Exercise details »
Take the line containing "box: [425, 4, 450, 93]" and every line after it in the data below, and print them exactly as given, with nothing else.

··········

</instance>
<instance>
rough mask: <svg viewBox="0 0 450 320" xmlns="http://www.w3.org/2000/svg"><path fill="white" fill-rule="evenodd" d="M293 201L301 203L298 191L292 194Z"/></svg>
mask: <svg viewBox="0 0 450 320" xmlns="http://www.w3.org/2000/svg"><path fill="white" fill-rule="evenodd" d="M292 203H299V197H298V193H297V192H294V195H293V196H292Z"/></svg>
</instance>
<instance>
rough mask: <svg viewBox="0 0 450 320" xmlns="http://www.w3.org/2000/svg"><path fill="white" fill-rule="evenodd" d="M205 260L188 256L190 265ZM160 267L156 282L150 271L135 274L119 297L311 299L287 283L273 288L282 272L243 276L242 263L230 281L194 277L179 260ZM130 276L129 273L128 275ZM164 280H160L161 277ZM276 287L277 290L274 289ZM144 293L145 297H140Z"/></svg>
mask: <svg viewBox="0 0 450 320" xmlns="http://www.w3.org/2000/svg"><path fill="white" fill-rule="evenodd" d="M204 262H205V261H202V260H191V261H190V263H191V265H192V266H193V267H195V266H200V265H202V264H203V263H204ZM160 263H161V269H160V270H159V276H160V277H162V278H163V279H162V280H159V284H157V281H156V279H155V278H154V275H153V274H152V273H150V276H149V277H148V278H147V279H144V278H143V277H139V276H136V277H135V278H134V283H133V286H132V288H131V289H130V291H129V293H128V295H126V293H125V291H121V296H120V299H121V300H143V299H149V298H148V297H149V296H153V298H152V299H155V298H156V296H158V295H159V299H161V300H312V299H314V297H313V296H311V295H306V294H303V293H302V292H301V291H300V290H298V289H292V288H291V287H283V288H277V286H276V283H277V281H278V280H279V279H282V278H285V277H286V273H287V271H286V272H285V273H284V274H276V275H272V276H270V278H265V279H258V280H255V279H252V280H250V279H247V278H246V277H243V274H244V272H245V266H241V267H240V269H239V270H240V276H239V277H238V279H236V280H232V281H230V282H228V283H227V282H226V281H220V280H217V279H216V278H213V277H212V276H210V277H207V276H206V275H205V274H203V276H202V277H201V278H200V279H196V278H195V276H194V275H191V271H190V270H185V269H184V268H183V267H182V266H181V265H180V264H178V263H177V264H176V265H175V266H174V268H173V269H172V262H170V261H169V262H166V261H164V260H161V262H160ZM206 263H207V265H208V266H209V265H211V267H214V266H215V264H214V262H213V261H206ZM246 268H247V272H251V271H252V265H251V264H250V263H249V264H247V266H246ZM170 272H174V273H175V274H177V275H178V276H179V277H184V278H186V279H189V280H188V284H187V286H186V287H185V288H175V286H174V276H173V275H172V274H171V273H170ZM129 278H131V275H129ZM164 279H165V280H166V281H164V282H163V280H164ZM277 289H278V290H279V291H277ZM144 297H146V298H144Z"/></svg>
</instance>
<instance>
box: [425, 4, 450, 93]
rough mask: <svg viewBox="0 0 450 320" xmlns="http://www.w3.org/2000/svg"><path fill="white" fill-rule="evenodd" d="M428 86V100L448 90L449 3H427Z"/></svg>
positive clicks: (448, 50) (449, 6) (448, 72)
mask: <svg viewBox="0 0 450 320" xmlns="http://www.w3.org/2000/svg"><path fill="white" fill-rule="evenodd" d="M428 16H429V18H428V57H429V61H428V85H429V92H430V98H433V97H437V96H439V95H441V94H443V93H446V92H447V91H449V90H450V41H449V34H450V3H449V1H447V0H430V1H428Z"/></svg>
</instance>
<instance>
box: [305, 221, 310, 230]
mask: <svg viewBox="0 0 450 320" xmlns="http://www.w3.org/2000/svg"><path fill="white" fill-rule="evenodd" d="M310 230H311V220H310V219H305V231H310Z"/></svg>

··········

Response for this exercise »
box: [425, 4, 450, 93]
rough mask: <svg viewBox="0 0 450 320" xmlns="http://www.w3.org/2000/svg"><path fill="white" fill-rule="evenodd" d="M428 86V100L448 90L449 3H427Z"/></svg>
positive clicks: (448, 50) (449, 6) (448, 72)
mask: <svg viewBox="0 0 450 320" xmlns="http://www.w3.org/2000/svg"><path fill="white" fill-rule="evenodd" d="M428 16H429V18H428V57H429V61H428V85H429V92H430V98H433V97H437V96H439V95H441V94H443V93H446V92H447V91H449V90H450V41H449V34H450V3H449V1H447V0H430V1H428Z"/></svg>
</instance>
<instance>
box: [305, 221, 310, 230]
mask: <svg viewBox="0 0 450 320" xmlns="http://www.w3.org/2000/svg"><path fill="white" fill-rule="evenodd" d="M310 230H311V220H310V219H305V231H310Z"/></svg>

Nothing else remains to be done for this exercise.